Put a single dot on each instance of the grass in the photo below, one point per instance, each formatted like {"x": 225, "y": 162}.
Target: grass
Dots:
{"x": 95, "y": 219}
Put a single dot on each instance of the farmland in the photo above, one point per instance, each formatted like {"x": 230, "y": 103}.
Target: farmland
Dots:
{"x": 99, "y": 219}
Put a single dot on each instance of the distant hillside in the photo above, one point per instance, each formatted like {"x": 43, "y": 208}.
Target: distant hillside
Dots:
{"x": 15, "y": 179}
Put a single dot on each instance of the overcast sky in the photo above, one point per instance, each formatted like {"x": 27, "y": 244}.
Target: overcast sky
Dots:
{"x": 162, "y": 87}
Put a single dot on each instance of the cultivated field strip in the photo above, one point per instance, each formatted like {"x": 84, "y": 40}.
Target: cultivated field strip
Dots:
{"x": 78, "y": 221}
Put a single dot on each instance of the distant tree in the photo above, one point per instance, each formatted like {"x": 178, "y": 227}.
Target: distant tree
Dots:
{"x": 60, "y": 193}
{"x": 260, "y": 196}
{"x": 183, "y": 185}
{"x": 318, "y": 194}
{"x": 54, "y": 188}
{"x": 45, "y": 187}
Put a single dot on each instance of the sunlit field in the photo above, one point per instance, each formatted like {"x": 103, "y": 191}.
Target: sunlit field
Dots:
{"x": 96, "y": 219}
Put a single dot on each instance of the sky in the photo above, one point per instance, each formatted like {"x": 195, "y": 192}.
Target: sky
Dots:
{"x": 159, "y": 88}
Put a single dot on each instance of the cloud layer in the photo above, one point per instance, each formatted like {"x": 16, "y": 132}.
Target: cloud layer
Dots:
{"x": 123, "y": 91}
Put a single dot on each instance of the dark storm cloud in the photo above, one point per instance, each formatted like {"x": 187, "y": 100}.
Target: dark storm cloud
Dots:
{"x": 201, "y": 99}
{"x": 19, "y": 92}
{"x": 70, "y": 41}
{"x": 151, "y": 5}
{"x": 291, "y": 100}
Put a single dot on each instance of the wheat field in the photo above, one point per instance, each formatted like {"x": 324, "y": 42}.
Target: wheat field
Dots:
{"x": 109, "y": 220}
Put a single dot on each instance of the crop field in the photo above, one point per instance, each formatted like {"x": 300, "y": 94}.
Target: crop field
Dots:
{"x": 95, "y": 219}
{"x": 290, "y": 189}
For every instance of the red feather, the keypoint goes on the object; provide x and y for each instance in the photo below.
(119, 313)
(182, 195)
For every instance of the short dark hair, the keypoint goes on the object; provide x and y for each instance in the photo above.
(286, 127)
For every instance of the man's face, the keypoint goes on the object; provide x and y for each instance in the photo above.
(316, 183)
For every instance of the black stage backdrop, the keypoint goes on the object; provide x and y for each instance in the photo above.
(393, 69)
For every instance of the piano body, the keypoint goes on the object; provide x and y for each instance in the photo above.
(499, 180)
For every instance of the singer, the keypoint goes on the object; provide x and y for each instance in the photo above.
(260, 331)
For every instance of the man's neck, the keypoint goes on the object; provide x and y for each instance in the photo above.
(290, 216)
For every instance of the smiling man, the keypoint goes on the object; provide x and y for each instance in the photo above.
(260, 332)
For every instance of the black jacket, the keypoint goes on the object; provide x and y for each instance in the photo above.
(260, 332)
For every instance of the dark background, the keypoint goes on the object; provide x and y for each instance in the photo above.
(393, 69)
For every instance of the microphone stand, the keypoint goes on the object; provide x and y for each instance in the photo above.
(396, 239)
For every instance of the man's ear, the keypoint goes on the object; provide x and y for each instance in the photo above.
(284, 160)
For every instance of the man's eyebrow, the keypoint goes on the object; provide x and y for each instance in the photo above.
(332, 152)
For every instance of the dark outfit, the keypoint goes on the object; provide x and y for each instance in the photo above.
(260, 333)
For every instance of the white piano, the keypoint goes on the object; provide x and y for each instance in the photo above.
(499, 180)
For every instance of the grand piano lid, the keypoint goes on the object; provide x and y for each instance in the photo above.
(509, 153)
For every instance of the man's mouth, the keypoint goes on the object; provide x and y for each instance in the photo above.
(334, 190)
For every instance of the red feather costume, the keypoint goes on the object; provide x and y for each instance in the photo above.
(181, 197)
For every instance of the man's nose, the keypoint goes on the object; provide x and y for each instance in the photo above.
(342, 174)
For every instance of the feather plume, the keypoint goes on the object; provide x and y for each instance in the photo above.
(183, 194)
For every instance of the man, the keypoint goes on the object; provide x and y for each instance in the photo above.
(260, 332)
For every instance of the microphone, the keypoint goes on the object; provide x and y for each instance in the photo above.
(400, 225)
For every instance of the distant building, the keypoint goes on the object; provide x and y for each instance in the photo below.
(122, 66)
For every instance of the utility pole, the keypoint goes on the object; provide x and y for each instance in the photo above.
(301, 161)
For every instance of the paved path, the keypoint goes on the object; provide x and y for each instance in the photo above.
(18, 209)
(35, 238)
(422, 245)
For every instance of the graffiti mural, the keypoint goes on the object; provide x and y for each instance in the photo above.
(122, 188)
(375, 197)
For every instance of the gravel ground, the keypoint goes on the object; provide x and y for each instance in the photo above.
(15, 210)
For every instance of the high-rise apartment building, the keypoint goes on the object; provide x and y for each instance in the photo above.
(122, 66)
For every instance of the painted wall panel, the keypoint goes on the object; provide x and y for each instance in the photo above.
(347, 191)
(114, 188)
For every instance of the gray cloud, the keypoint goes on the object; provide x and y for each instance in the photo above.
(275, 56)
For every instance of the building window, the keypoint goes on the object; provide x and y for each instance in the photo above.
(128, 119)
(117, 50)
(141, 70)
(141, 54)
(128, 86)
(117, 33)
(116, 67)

Task statement – State only how many lines above contain "layer".

Task answer – 2